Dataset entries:

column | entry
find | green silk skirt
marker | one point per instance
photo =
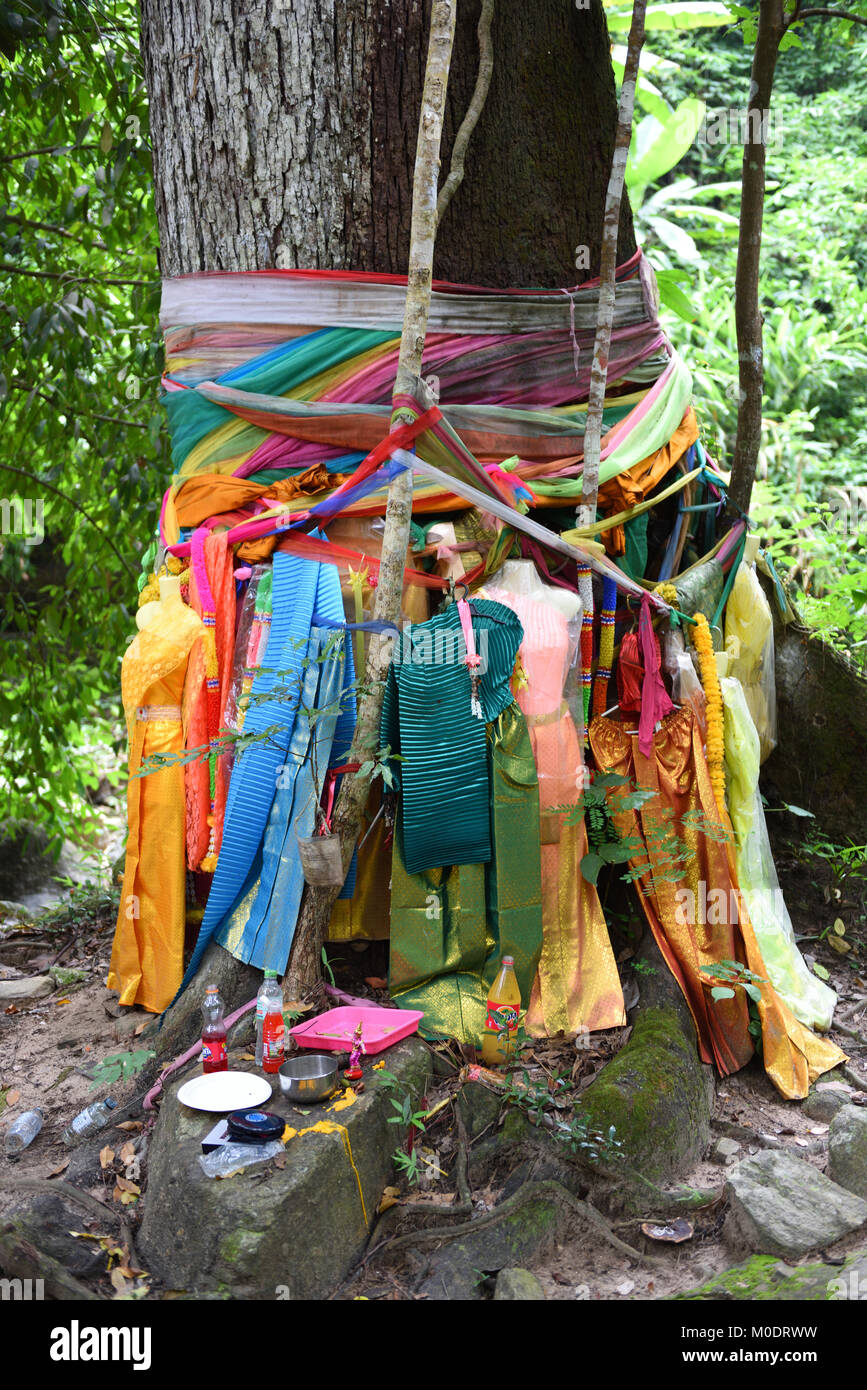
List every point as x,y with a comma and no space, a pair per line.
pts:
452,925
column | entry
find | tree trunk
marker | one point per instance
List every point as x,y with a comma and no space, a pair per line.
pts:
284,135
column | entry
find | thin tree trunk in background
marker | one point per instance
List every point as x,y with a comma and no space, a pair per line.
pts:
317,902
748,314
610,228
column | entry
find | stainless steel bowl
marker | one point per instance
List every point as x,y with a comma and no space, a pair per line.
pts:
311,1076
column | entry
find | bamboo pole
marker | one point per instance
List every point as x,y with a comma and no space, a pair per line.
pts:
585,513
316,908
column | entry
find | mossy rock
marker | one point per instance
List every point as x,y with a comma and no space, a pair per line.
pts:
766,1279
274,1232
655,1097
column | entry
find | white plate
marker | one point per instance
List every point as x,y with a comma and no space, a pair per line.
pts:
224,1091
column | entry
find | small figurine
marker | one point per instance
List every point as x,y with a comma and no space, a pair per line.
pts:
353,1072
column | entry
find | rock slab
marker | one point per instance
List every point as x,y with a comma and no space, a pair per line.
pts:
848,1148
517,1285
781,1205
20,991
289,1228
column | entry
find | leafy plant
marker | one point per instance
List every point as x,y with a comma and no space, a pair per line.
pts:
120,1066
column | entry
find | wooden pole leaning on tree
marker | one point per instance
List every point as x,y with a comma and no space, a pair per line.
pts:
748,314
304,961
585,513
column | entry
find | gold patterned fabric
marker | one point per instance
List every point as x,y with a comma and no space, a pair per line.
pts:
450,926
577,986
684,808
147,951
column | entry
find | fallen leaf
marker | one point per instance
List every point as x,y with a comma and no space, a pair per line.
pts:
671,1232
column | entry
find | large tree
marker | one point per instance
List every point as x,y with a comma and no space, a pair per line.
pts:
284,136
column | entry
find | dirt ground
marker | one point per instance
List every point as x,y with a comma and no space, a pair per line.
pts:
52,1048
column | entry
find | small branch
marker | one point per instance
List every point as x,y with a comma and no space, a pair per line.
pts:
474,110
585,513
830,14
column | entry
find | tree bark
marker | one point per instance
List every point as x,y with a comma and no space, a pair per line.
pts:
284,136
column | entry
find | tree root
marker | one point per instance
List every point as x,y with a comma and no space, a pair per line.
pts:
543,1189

* * *

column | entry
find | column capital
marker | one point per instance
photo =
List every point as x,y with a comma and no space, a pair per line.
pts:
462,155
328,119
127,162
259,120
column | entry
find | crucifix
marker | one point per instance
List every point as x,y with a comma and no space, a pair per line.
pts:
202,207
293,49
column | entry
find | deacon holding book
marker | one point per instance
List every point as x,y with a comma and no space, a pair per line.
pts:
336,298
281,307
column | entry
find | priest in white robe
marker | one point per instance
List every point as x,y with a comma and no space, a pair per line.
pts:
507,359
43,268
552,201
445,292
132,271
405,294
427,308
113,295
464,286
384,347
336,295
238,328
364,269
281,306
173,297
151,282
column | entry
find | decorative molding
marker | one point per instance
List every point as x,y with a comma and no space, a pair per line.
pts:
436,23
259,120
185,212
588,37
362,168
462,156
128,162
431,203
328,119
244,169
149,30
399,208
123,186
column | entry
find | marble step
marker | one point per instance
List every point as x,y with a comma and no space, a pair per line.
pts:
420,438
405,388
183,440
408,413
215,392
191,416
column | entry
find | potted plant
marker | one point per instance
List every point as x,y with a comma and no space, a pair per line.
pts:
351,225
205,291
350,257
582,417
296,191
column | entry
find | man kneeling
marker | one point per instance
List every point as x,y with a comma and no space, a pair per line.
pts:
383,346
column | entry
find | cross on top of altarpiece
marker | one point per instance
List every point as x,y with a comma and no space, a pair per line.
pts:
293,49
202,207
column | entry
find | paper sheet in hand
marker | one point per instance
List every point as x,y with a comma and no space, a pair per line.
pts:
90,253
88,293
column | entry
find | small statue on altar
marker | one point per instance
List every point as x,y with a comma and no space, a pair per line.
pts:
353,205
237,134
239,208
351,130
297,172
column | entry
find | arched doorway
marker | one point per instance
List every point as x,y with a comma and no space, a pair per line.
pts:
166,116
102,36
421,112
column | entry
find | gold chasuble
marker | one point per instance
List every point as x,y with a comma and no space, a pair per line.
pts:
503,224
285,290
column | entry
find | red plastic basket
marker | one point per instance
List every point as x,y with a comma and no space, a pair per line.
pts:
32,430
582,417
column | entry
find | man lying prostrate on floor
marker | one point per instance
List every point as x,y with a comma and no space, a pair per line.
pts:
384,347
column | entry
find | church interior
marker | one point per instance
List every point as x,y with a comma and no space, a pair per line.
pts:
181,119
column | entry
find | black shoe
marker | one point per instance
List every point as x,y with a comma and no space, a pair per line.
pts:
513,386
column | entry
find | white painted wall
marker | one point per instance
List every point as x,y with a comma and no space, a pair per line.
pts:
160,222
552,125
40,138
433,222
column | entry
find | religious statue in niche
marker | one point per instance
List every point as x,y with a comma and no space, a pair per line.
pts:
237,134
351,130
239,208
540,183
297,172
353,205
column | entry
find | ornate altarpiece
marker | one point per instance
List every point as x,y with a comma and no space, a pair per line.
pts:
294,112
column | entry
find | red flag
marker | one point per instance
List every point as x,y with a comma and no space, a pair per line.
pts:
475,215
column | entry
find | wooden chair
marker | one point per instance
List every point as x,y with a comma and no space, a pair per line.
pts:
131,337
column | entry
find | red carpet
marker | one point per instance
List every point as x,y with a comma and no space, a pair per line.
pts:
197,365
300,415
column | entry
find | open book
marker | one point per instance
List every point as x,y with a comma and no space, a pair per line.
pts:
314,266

* * *

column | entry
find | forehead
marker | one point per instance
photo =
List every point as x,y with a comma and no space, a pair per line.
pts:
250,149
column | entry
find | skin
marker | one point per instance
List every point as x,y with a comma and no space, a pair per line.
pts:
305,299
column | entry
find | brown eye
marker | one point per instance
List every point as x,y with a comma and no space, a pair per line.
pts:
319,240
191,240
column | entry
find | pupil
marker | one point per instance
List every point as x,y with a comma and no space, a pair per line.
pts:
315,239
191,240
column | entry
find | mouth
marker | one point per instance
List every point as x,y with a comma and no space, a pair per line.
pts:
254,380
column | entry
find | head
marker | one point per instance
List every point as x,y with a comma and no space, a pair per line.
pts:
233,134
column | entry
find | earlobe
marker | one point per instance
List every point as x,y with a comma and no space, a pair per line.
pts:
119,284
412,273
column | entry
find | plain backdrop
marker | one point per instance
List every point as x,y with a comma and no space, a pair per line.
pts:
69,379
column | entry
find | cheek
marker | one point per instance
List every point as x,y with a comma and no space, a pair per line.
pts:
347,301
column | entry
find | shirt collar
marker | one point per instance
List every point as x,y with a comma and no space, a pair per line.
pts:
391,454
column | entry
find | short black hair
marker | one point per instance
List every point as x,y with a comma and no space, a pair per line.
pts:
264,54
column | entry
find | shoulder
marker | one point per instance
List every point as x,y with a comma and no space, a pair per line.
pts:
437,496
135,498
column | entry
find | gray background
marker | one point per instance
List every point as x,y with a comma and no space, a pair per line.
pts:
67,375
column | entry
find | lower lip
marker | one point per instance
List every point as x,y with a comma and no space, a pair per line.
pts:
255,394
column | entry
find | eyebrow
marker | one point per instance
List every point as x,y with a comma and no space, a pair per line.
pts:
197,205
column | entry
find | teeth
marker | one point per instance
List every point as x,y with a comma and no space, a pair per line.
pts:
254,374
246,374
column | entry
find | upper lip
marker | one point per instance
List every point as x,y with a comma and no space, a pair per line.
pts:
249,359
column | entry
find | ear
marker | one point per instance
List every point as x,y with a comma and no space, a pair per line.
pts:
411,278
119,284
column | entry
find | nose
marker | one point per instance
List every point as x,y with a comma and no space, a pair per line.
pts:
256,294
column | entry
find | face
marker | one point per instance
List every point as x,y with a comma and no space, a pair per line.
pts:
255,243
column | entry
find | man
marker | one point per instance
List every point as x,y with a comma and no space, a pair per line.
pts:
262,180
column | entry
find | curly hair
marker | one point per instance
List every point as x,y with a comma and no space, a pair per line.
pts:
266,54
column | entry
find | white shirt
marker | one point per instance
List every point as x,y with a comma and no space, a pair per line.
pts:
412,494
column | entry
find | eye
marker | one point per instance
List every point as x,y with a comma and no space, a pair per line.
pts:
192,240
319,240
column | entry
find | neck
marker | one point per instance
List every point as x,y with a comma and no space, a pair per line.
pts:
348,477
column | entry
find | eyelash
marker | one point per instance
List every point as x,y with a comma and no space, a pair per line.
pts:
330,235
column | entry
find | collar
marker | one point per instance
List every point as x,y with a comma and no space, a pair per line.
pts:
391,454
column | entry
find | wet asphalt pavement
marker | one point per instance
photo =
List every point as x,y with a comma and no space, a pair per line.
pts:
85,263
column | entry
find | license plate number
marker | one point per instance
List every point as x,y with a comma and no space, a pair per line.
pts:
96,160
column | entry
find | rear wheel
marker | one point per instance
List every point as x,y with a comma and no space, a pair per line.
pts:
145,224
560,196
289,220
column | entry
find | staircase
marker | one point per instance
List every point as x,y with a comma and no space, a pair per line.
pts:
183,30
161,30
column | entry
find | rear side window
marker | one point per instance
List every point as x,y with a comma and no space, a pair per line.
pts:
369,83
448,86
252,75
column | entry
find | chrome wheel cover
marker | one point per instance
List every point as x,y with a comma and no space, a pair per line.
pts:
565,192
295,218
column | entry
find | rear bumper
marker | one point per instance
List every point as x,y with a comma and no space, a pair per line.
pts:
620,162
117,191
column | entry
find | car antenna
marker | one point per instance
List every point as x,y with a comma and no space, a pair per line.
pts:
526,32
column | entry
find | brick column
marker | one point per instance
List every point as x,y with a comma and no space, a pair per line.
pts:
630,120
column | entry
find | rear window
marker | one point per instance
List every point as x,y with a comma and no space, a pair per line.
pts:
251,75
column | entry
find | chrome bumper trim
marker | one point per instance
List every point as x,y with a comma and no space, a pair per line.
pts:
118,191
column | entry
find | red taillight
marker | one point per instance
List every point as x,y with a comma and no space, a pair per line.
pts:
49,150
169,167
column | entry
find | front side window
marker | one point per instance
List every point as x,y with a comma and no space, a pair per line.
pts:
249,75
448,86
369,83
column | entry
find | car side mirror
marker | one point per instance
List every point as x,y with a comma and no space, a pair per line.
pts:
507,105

Problem to work on: Go through the entries above and report each line with the string "side" in it.

Answer to the exercise:
find | rear side window
find | front side window
find | car side mirror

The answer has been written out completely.